Rewrite the records from the very start down through the line that contains "[[[284,709],[284,611],[111,622],[82,752],[203,856]]]", changing "even-odd" to "nonzero" and keeping everything else the same. Give back only those lines.

** BEGIN MATERIAL PROVIDED **

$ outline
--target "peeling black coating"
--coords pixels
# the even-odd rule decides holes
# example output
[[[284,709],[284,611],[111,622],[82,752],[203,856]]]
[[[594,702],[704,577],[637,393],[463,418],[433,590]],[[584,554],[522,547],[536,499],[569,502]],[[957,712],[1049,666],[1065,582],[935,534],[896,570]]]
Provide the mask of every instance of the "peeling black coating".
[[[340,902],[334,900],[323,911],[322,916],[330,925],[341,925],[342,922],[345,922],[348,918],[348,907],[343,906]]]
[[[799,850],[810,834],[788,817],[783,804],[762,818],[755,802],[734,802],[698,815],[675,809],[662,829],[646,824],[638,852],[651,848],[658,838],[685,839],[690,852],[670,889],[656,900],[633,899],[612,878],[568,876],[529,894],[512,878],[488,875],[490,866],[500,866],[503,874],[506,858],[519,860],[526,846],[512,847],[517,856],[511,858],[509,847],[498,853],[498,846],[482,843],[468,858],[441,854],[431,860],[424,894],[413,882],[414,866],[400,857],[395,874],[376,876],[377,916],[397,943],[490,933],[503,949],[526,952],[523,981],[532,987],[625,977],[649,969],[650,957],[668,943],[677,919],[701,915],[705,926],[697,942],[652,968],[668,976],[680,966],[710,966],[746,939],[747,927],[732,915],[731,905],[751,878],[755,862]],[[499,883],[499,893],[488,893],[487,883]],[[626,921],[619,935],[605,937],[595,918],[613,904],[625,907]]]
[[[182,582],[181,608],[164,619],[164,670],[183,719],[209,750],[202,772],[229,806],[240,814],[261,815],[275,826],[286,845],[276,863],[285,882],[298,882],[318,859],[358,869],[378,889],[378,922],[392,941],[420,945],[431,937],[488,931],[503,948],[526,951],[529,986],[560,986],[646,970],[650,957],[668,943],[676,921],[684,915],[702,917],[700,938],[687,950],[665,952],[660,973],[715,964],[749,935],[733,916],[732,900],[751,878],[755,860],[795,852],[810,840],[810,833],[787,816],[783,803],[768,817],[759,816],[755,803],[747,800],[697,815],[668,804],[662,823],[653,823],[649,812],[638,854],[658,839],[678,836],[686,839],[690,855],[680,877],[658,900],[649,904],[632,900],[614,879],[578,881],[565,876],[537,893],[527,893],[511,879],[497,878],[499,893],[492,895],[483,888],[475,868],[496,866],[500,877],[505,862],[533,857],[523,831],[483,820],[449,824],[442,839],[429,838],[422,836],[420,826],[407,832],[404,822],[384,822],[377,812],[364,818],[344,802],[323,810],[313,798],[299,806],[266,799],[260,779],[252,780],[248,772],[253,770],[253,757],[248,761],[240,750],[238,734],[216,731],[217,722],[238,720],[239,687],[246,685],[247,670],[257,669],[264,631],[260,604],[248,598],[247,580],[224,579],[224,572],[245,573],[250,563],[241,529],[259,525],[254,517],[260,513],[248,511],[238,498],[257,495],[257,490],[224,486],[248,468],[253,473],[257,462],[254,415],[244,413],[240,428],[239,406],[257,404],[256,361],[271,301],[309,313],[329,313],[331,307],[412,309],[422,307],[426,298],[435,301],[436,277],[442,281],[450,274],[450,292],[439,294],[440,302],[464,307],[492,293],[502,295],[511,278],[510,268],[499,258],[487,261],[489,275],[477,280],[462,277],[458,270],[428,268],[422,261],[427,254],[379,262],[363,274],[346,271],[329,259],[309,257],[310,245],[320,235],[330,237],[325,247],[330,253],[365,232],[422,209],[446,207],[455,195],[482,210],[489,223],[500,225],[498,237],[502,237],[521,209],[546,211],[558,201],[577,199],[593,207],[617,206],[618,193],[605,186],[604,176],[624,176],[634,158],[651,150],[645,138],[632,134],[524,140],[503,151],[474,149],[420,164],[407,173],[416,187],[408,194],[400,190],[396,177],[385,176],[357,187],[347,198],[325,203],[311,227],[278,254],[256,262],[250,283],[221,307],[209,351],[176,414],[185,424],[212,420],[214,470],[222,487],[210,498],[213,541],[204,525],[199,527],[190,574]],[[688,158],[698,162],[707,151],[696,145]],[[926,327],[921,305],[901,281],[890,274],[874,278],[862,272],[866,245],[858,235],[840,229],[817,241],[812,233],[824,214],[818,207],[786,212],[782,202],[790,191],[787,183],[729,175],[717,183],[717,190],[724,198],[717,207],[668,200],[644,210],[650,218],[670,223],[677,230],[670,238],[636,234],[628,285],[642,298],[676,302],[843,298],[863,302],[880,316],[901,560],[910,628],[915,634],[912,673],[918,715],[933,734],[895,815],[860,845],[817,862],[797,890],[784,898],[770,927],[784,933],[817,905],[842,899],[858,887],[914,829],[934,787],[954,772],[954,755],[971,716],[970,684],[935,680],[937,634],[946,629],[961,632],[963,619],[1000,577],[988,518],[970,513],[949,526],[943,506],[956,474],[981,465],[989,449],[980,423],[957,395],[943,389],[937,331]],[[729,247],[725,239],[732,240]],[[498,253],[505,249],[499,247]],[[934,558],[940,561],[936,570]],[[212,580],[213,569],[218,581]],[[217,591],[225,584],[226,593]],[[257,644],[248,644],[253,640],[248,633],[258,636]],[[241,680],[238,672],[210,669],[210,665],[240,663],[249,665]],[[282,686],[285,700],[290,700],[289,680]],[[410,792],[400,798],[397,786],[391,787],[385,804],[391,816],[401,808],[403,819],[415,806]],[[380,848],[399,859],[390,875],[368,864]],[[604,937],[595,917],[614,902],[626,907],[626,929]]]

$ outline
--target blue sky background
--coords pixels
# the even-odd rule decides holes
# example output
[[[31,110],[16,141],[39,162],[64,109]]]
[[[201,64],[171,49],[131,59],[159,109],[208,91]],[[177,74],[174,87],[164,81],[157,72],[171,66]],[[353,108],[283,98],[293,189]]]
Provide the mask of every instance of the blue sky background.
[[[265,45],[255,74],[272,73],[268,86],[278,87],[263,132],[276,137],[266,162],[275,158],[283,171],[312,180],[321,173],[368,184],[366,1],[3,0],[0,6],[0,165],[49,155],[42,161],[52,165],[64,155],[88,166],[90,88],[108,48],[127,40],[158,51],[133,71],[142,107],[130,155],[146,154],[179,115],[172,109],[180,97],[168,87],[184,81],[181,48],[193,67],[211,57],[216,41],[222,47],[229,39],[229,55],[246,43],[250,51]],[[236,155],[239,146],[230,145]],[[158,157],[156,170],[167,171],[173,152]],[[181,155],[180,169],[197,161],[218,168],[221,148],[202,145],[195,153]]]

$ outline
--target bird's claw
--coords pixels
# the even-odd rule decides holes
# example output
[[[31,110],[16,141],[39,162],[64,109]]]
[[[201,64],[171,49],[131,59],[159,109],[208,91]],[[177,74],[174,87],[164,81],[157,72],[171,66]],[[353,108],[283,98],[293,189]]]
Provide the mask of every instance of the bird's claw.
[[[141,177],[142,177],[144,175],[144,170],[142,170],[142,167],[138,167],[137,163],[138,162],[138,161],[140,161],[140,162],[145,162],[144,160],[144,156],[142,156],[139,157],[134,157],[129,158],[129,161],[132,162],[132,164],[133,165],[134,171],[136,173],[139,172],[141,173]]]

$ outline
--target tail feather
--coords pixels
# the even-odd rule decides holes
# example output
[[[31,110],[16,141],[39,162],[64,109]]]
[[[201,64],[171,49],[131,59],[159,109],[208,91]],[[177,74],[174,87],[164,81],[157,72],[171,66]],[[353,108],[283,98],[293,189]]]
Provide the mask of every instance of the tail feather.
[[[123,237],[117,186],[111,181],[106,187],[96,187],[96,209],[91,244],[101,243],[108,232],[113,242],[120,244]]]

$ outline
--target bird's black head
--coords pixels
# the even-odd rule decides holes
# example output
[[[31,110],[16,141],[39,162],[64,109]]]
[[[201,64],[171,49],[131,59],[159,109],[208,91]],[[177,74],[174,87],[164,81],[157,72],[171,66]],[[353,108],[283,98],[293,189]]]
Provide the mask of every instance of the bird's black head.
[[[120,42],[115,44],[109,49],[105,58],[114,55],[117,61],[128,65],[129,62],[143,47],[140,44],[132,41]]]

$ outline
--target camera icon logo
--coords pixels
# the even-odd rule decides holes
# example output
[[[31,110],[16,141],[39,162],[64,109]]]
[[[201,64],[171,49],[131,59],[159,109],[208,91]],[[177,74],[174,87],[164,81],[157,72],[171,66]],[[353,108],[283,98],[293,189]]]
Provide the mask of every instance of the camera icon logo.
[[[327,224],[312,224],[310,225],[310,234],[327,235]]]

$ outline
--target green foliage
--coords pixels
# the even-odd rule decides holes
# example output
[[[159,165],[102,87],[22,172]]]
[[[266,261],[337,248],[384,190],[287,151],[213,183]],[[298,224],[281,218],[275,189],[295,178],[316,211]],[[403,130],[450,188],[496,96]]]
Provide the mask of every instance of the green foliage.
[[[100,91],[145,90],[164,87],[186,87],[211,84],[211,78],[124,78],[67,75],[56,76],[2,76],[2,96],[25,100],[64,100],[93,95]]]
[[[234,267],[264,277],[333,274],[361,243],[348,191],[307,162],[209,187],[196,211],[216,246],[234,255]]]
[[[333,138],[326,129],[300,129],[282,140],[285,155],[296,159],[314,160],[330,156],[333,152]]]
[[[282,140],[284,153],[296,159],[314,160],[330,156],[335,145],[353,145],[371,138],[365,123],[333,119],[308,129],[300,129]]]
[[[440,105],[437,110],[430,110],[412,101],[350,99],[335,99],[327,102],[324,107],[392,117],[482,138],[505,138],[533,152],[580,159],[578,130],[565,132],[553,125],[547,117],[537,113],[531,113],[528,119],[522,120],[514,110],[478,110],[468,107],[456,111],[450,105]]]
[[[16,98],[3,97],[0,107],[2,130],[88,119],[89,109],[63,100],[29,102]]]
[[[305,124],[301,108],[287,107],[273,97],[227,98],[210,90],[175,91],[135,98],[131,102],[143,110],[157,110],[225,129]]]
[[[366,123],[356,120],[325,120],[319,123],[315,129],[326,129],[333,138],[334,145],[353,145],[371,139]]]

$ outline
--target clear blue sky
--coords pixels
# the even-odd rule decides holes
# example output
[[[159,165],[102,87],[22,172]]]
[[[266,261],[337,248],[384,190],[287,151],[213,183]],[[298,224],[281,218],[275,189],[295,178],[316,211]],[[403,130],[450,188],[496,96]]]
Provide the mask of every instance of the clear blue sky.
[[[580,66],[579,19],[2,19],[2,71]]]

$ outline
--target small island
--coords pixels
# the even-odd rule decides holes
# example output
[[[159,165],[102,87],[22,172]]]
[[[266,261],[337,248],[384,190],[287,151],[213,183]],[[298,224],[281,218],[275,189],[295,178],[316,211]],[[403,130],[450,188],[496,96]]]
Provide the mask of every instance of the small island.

** END MATERIAL PROVIDED **

▶ **EXERCISE OUTPUT**:
$ outline
--target "peeling black coating"
--coords pixels
# the nonzero rule decides holes
# example output
[[[284,709],[284,611],[111,622],[82,752],[203,856]]]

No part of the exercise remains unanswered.